*Quoted passage*:
But I, though I saw and heard these things, refused to write for a long time through doubt and bad opinion and the diversity of human words, not with stubbornness but in the exercise of humility, until, laid low by the scourge of God, I fell upon a bed of sickness; then, compelled at last by many illnesses, and by the witness of a certain noble maiden of good conduct [the nun Richardis von Stade] and of that man whom I had secretly sought and found, as mentioned above, I set my hand to the writing. While I was doing it, I sensed, as I mentioned before, the deep profundity of scriptural exposition; and, raising myself from illness by the strength I received, I brought this work to a close – though just barely – in ten years. (...) And I spoke and wrote these things not by the invention of my heart or that of any other person, but as by the secret mysteries of God I heard and received them in the heavenly places. And again I heard a voice from Heaven saying to me, 'Cry out therefore, and write thus!'

It was between November 1147 and February 1148 at the synod in Trier that Pope Eugenus heard about Hildegard’s writings. It was from this that she received Papal approval to document her visions as revelations from the Holy Spirit giving her instant credence.

Before Hildegard’s death, a problem arose with the clergy of Mainz. A man buried in Rupertsburg had died after excommunication from the Church. Therefore, the clergy wanted to remove his body from the sacred ground. Hildegard did not accept this idea, replying that it was a sin and that the man had been reconciled to the church at the time of his death.

On 17 September 1179, when Hildegard died, her sisters claimed they saw two streams of light appear in the skies and cross over the room where she was dying.

Works

Scivias I.6: The Choirs of Angels. From the Rupertsberg manuscript, fol. 38r.

*Data under study*:
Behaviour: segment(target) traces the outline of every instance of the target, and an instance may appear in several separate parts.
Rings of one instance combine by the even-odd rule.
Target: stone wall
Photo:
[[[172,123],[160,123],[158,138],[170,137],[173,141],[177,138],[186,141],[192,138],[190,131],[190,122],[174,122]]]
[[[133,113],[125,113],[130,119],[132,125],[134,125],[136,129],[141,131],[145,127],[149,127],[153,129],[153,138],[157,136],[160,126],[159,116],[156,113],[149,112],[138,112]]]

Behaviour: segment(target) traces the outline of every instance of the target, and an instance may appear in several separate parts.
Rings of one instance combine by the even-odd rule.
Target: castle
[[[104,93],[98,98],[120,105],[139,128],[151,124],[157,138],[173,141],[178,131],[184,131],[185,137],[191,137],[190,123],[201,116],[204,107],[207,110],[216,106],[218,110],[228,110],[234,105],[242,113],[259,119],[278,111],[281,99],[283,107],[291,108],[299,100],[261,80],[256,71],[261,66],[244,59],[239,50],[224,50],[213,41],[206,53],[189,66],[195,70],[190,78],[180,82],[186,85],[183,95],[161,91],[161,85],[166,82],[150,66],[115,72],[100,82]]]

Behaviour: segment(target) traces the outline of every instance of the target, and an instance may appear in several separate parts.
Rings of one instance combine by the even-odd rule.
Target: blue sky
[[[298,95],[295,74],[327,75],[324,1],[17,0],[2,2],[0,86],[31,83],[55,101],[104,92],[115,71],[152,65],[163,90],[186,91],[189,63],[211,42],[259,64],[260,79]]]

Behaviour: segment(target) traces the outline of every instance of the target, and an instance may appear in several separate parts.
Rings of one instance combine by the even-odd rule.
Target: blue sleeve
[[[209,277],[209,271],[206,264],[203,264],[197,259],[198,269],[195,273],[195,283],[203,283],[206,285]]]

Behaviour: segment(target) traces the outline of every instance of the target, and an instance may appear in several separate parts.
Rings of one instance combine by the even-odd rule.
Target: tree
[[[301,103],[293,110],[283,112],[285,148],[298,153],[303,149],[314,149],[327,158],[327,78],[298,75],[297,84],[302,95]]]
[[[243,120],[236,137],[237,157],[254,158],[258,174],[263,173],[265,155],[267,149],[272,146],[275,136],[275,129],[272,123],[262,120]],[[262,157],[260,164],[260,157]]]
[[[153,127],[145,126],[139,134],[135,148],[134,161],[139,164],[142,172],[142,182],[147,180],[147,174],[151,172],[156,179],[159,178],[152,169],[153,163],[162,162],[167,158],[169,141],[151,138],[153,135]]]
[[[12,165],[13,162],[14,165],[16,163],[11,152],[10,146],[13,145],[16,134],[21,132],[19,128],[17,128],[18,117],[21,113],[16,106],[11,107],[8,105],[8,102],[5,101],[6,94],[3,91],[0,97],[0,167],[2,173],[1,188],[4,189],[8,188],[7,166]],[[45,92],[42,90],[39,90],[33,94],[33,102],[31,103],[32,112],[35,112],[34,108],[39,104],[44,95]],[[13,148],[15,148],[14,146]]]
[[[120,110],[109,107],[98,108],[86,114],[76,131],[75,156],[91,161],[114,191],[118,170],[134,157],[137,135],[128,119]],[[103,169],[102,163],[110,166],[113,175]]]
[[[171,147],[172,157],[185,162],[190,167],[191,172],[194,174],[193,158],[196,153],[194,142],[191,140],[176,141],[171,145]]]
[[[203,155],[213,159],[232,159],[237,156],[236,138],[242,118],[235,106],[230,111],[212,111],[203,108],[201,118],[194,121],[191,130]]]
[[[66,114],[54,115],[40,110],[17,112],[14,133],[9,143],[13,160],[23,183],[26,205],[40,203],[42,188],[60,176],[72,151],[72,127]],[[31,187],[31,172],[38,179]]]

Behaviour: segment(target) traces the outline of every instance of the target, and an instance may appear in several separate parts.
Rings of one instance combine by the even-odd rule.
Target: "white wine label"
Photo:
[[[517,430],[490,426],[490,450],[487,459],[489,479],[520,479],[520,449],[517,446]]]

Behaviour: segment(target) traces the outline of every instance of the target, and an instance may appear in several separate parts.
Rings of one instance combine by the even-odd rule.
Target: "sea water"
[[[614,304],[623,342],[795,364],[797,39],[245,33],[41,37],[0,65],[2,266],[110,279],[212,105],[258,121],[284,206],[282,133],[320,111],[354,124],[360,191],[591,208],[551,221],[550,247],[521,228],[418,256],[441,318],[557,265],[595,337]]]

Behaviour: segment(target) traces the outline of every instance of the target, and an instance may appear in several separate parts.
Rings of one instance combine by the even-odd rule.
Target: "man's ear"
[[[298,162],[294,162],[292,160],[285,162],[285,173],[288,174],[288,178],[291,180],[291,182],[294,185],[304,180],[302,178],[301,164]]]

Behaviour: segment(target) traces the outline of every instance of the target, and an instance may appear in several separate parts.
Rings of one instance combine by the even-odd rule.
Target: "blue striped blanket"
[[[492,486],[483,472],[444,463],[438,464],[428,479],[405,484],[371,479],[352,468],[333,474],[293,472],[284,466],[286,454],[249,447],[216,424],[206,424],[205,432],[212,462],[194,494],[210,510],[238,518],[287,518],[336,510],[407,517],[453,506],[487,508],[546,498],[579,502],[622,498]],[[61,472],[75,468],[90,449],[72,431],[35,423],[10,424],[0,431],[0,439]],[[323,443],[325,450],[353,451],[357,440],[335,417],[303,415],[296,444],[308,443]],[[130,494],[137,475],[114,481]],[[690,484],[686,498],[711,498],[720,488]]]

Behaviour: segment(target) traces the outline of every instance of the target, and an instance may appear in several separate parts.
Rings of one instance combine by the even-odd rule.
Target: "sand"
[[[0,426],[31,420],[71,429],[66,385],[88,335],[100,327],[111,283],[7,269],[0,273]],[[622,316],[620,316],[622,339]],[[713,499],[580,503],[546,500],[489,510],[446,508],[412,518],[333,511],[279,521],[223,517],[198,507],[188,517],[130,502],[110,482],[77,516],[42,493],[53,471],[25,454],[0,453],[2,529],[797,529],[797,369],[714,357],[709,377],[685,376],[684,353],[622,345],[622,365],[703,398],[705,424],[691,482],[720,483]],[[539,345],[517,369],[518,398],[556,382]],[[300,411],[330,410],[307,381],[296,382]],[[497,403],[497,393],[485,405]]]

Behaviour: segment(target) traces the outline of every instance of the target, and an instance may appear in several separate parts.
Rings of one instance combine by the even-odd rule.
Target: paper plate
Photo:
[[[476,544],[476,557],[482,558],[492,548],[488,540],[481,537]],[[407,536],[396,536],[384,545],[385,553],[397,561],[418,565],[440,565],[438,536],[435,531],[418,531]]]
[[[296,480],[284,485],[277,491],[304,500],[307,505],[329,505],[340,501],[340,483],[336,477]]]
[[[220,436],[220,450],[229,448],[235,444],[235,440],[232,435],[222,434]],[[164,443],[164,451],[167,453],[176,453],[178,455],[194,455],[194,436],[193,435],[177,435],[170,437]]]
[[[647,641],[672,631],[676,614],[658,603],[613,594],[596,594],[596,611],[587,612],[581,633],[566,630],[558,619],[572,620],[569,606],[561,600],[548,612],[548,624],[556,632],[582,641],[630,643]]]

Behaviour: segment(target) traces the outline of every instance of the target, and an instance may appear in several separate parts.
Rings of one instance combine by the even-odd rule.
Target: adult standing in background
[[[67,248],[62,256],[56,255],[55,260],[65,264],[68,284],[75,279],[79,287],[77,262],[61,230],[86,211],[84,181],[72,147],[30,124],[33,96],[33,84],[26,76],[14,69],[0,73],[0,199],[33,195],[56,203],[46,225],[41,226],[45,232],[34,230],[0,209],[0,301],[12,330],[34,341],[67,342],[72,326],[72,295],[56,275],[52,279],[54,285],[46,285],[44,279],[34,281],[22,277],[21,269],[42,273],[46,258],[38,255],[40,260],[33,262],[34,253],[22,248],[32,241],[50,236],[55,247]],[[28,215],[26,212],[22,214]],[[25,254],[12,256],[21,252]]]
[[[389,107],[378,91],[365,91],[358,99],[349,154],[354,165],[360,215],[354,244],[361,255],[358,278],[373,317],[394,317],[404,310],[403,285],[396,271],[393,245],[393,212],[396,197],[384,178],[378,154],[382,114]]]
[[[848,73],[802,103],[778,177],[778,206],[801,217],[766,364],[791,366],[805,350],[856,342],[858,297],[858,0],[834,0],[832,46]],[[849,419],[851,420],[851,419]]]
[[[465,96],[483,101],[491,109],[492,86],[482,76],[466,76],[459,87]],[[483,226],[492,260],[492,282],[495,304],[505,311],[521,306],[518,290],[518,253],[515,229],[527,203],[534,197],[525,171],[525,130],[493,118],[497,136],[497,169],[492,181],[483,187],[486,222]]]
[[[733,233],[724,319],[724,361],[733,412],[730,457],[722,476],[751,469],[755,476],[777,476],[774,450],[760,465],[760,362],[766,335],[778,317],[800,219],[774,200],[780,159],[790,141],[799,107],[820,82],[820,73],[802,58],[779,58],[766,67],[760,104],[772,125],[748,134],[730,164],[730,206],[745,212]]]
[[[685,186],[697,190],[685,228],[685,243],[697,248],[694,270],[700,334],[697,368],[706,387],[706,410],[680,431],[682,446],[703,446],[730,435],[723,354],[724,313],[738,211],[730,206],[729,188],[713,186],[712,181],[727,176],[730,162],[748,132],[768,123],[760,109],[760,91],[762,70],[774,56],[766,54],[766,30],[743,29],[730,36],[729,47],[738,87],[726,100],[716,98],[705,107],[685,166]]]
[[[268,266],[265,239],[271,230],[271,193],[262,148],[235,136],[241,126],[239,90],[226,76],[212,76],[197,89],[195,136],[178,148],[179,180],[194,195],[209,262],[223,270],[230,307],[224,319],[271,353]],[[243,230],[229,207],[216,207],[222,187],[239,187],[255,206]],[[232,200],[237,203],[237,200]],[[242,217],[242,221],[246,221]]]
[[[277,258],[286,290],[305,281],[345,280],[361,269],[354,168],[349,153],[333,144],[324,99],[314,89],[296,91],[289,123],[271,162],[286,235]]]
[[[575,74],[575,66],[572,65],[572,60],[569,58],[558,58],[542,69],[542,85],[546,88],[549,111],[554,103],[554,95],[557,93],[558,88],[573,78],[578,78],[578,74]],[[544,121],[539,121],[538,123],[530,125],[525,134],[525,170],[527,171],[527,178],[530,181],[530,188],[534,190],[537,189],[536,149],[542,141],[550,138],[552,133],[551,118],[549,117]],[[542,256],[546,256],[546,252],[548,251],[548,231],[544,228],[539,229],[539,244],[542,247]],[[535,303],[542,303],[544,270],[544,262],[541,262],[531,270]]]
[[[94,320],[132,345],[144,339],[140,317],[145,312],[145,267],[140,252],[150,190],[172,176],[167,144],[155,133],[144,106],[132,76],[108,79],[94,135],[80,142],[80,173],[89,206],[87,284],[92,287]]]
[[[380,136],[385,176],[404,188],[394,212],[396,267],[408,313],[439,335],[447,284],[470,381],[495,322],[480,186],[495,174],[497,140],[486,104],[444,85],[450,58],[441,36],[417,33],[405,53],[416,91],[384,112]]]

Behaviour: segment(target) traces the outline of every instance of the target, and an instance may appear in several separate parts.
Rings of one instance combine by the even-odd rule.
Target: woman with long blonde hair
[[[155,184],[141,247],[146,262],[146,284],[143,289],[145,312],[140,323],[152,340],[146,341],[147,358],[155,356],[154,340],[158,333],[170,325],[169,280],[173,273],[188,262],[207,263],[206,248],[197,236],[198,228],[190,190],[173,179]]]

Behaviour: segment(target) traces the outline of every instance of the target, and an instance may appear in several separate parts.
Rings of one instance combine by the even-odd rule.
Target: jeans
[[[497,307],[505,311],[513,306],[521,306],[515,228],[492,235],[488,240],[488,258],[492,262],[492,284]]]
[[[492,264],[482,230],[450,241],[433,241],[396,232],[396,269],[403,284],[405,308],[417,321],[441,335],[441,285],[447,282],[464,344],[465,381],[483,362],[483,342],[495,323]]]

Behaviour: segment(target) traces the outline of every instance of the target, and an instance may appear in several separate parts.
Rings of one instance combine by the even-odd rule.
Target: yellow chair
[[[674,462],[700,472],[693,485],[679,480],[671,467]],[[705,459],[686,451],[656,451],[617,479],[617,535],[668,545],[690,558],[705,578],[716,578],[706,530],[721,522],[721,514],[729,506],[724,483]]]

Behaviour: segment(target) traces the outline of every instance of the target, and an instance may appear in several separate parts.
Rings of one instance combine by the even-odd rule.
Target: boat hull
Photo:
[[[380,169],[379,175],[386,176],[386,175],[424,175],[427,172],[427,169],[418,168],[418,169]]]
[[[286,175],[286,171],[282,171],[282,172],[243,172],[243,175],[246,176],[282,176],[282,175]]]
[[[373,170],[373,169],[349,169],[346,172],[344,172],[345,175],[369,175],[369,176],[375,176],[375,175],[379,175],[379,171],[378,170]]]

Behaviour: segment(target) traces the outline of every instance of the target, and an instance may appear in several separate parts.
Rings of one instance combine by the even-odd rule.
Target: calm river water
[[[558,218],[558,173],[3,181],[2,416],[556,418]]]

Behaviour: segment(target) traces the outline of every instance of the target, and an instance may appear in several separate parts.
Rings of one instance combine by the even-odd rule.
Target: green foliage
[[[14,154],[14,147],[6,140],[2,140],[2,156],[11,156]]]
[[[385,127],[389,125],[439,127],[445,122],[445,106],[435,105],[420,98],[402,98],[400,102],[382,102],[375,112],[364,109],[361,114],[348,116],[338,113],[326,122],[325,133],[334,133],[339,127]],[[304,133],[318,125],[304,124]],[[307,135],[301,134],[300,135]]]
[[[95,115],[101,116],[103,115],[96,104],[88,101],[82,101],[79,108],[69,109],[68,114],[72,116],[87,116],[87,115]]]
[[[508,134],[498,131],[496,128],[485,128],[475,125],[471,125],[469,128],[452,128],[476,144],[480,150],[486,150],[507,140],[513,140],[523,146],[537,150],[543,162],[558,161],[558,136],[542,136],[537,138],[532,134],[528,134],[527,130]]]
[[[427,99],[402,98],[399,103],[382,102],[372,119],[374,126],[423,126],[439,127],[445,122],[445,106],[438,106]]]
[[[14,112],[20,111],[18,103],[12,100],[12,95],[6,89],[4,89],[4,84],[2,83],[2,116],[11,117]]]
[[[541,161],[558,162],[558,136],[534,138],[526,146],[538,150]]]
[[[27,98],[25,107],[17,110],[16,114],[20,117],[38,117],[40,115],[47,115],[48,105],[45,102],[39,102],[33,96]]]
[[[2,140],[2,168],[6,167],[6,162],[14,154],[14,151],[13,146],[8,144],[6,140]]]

*Problems to solve*:
A. Please write out the part of the Hildegard passage starting at "It was between" and ending at "manuscript, fol. 38r.".
B. Answer these questions from the Hildegard passage:
(i) In how many years did she bring her work to a close?
(ii) In what city was the synod held at which the Pope heard about her writings?
(iii) On what date did Hildegard die?
C. Continue the Hildegard passage from its last line.

*Exercise answers*:
A.
It was between November 1147 and February 1148 at the synod in Trier that Pope Eugenus heard about Hildegard’s writings. It was from this that she received Papal approval to document her visions as revelations from the Holy Spirit giving her instant credence.

Before Hildegard’s death, a problem arose with the clergy of Mainz. A man buried in Rupertsburg had died after excommunication from the Church. Therefore, the clergy wanted to remove his body from the sacred ground. Hildegard did not accept this idea, replying that it was a sin and that the man had been reconciled to the church at the time of his death.

On 17 September 1179, when Hildegard died, her sisters claimed they saw two streams of light appear in the skies and cross over the room where she was dying.

Works

Scivias I.6: The Choirs of Angels. From the Rupertsberg manuscript, fol. 38r.

B.
(i) Ten years.
(ii) Trier.
(iii) 17 September 1179.

C.
Hildegard's works include three great volumes of visionary theology; a variety of musical compositions for use in liturgy, as well as the musical morality play Ordo Virtutum; one of the largest bodies of letters (nearly 400) to survive from the Middle Ages, addressed to correspondents ranging from Popes to Emperors to abbots and abbesses, and including records of many of the sermons she preached in the 1160s and 1170s; two volumes of material on natural medicine and cures; an invented language called the Lingua ignota ("unknown language"); and various minor works, including a gospel commentary and two works of hagiography.

Several manuscripts of her works were produced during her lifetime, including the illustrated Rupertsberg manuscript of her first major work, Scivias (lost since 1945); the Dendermonde manuscript, which contains one version of her musical works; and the Ghent manuscript, which was the first fair-copy made for editing of her final theological work, the Liber Divinorum Operum. At the end of her life, and probably under her initial guidance, all of her works were edited and gathered into the single Riesenkodex manuscript.

Canonization

On May 10, 2012, Hildegard von Bingen was canonized in Vatican City by Pope Benedict XVI and proclaimed Doctor of the Church.

Relics

In 1632, during the Thirty Years' War, Rupertsberg Abbey was destroyed by Swedish troops. Hildegard's relics could be saved. They were taken to Cologne and then to Eibingen, near Rüdesheim in the diocese of Limburg. The body of Saint Hildegard still rests in the Benedictine Abbey of Eibingen, which she founded, the center of the Hildegard cult.